• What the exercise asks: In the items below, take the lines starting with the one that contains "Target: green leaf" and going on through the one that contains "196), (220, 194)]". Lay them out as a Markdown table with columns Row and Line, numbering each row and omitting blank lines.

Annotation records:
########################################

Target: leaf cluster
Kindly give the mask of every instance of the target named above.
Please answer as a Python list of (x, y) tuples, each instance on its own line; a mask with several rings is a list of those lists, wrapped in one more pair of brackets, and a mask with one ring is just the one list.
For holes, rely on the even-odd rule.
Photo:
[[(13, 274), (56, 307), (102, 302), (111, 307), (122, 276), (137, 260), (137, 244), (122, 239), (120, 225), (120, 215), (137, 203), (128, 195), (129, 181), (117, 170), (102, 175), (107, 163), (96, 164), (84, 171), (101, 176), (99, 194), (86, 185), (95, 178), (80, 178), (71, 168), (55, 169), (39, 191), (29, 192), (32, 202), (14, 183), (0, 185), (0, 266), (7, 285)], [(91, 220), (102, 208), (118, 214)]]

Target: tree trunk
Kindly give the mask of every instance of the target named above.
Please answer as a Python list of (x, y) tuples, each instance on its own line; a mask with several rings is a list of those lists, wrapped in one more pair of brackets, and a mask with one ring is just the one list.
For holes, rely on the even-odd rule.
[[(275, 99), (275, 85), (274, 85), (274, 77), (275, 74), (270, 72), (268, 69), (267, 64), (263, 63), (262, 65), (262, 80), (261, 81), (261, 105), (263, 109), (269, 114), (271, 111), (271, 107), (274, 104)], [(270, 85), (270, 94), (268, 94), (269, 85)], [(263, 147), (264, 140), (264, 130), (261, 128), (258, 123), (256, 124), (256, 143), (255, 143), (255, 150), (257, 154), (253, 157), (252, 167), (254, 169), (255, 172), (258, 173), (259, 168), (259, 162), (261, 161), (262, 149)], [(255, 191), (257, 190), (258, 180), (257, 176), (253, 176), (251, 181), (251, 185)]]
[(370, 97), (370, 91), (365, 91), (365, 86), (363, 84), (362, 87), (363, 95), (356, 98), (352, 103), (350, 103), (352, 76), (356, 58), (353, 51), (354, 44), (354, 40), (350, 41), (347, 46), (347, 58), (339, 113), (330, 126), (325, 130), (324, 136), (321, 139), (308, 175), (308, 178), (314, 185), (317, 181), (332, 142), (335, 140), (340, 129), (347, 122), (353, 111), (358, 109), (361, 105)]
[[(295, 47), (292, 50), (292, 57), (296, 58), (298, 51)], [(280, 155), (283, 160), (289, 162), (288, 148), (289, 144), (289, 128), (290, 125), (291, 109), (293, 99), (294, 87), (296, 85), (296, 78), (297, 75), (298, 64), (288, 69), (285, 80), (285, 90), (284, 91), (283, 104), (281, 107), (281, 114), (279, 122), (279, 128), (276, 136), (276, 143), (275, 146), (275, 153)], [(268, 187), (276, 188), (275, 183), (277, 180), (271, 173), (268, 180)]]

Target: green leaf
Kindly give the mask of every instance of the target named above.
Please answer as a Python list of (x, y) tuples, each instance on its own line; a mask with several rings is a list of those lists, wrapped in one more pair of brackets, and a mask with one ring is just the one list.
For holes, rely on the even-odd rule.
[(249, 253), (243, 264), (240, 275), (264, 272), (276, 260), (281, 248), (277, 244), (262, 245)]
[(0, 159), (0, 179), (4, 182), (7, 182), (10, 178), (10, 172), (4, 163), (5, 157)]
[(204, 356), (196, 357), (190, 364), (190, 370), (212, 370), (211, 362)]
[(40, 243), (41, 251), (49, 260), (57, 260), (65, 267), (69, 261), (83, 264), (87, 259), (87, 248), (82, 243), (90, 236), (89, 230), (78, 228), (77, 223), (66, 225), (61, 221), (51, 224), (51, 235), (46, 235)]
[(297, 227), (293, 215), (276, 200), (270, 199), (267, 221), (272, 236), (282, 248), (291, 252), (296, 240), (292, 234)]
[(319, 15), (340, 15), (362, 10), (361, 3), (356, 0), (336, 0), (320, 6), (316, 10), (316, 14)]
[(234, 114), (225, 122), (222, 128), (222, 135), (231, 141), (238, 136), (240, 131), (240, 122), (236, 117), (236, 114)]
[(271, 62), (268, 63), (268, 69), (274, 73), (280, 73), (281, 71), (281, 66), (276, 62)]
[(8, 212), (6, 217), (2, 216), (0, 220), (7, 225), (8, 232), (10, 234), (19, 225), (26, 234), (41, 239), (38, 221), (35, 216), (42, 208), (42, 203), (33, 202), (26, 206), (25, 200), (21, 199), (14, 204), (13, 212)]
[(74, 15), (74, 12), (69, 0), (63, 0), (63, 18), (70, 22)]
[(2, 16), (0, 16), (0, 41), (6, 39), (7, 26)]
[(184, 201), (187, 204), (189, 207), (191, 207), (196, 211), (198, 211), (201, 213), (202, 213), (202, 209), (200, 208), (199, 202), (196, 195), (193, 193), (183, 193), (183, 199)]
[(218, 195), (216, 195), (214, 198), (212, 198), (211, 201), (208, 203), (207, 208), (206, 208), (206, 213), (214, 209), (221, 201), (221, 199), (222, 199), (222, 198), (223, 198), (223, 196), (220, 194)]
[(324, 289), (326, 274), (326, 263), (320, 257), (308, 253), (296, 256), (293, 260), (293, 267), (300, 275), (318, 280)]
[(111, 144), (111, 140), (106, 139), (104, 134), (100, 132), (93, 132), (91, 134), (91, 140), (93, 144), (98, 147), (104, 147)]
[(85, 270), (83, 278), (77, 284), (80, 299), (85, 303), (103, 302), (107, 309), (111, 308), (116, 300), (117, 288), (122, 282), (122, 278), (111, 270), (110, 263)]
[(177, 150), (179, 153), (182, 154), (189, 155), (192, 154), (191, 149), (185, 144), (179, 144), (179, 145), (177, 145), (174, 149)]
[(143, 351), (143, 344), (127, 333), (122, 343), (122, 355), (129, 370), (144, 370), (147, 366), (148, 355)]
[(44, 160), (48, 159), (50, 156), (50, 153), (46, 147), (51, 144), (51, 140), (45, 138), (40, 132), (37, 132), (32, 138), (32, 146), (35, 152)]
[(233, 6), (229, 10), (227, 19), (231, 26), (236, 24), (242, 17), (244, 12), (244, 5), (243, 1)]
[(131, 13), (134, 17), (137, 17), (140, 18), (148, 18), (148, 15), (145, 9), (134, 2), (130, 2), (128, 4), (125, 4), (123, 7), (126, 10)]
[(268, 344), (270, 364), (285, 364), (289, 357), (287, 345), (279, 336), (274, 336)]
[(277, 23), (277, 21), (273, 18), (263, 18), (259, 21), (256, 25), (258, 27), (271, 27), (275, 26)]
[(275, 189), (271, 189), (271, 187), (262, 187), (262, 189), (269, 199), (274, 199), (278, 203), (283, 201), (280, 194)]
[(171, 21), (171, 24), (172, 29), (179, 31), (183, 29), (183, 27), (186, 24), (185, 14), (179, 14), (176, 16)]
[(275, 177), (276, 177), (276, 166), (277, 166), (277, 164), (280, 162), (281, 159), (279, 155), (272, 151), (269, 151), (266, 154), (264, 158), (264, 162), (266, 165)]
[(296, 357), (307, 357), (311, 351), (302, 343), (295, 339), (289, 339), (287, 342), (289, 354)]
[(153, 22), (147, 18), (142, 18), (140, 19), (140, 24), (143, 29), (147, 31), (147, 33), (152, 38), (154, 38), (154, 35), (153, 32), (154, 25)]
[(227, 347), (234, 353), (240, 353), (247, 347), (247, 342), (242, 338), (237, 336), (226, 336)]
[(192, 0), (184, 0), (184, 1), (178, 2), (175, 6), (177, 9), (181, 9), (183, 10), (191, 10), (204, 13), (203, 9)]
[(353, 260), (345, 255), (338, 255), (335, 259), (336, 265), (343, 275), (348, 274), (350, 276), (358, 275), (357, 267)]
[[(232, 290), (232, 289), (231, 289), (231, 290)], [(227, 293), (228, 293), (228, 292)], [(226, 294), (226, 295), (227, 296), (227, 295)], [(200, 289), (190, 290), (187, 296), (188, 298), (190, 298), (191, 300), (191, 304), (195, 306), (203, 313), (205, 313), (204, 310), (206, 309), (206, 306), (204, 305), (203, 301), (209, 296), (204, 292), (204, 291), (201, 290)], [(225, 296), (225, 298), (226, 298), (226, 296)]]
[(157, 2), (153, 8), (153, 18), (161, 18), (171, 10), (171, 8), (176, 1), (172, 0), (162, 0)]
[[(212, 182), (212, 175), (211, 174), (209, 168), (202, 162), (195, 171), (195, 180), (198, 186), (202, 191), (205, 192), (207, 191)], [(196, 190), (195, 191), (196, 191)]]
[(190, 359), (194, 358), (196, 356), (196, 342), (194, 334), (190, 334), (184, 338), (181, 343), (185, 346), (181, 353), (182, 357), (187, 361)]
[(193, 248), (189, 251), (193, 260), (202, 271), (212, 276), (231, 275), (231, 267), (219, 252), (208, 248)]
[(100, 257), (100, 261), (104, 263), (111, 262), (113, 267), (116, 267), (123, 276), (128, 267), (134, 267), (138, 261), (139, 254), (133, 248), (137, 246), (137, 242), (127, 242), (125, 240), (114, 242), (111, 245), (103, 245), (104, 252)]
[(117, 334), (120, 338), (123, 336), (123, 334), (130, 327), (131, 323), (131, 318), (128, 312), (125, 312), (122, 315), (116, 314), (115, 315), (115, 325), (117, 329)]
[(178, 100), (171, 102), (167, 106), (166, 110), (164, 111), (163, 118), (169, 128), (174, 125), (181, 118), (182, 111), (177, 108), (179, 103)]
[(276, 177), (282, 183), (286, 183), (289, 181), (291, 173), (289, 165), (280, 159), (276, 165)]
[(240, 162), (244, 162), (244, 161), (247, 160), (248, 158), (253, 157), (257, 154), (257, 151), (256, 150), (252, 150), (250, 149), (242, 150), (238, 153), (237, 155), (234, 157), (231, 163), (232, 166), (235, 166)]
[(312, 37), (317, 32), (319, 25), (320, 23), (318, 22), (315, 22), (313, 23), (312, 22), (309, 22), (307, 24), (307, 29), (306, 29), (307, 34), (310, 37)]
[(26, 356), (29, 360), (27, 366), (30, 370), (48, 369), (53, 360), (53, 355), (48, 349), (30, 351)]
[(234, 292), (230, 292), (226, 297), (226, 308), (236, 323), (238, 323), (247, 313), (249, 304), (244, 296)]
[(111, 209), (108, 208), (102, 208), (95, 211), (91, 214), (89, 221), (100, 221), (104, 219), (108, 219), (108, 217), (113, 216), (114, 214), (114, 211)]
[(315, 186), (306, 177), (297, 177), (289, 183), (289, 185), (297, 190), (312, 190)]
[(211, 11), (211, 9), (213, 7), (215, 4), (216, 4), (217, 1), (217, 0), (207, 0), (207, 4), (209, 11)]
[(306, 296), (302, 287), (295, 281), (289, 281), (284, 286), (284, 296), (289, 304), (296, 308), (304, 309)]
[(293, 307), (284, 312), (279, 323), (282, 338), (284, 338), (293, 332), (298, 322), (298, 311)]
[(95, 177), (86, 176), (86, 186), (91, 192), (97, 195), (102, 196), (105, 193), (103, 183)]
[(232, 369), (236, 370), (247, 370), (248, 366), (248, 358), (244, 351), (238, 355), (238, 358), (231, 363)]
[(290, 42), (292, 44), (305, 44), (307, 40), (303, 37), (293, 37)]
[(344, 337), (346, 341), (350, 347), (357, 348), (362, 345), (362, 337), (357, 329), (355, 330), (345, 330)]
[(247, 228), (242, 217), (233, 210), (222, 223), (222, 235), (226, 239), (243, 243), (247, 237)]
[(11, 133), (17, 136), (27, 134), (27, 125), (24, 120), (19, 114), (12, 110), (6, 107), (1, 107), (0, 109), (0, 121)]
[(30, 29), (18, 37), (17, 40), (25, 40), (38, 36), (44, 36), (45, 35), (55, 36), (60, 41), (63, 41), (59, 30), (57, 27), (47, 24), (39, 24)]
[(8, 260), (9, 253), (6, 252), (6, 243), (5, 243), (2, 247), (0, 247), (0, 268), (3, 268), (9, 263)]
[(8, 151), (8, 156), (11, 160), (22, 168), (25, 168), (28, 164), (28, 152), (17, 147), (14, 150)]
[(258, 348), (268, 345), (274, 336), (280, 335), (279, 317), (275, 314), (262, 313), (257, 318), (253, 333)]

########################################

• Result for this exercise:
| Row | Line |
|---|---|
| 1 | Target: green leaf |
| 2 | Kindly give the mask of every instance of the target named above. |
| 3 | Please answer as a Python list of (x, y) tuples, each instance on its own line; a mask with several rings is a list of those lists, wrapped in one more pair of brackets, and a mask with one ring is just the one list. |
| 4 | For holes, rely on the even-odd rule. |
| 5 | [(249, 253), (243, 264), (240, 275), (264, 272), (276, 260), (281, 248), (277, 244), (262, 245)] |
| 6 | [(0, 159), (0, 179), (4, 182), (7, 182), (10, 178), (10, 172), (4, 163), (5, 157)] |
| 7 | [(204, 356), (196, 357), (190, 364), (190, 370), (212, 370), (211, 362)] |
| 8 | [(40, 243), (41, 251), (49, 260), (57, 260), (65, 267), (69, 261), (83, 264), (87, 259), (87, 248), (82, 243), (90, 236), (89, 230), (78, 228), (77, 223), (66, 225), (61, 221), (51, 224), (51, 235), (46, 235)] |
| 9 | [(297, 227), (293, 215), (276, 200), (270, 199), (267, 221), (272, 236), (282, 248), (291, 252), (296, 240), (292, 234)] |
| 10 | [(319, 15), (340, 15), (362, 10), (361, 3), (356, 0), (336, 0), (320, 6), (316, 10), (316, 14)] |
| 11 | [(234, 114), (225, 122), (222, 128), (222, 135), (231, 141), (238, 136), (240, 131), (240, 122), (236, 117), (236, 114)] |
| 12 | [(271, 62), (268, 63), (268, 69), (274, 73), (280, 73), (281, 71), (281, 66), (276, 62)] |
| 13 | [(8, 212), (6, 217), (2, 216), (0, 220), (7, 225), (8, 232), (10, 234), (19, 225), (26, 234), (41, 239), (38, 221), (35, 216), (42, 208), (42, 203), (33, 202), (26, 206), (25, 200), (21, 199), (14, 204), (13, 212)] |
| 14 | [(74, 15), (74, 12), (69, 0), (63, 0), (63, 18), (70, 22)] |
| 15 | [(2, 16), (0, 16), (0, 41), (6, 39), (7, 26)] |
| 16 | [(184, 201), (187, 204), (189, 207), (191, 207), (196, 211), (198, 211), (201, 213), (202, 213), (202, 209), (200, 208), (199, 202), (196, 195), (193, 193), (183, 193), (183, 199)] |
| 17 | [(218, 195), (216, 195), (214, 198), (212, 198), (211, 201), (208, 203), (207, 208), (206, 208), (206, 213), (214, 209), (221, 201), (221, 199), (222, 199), (222, 198), (223, 198), (223, 196), (220, 194)] |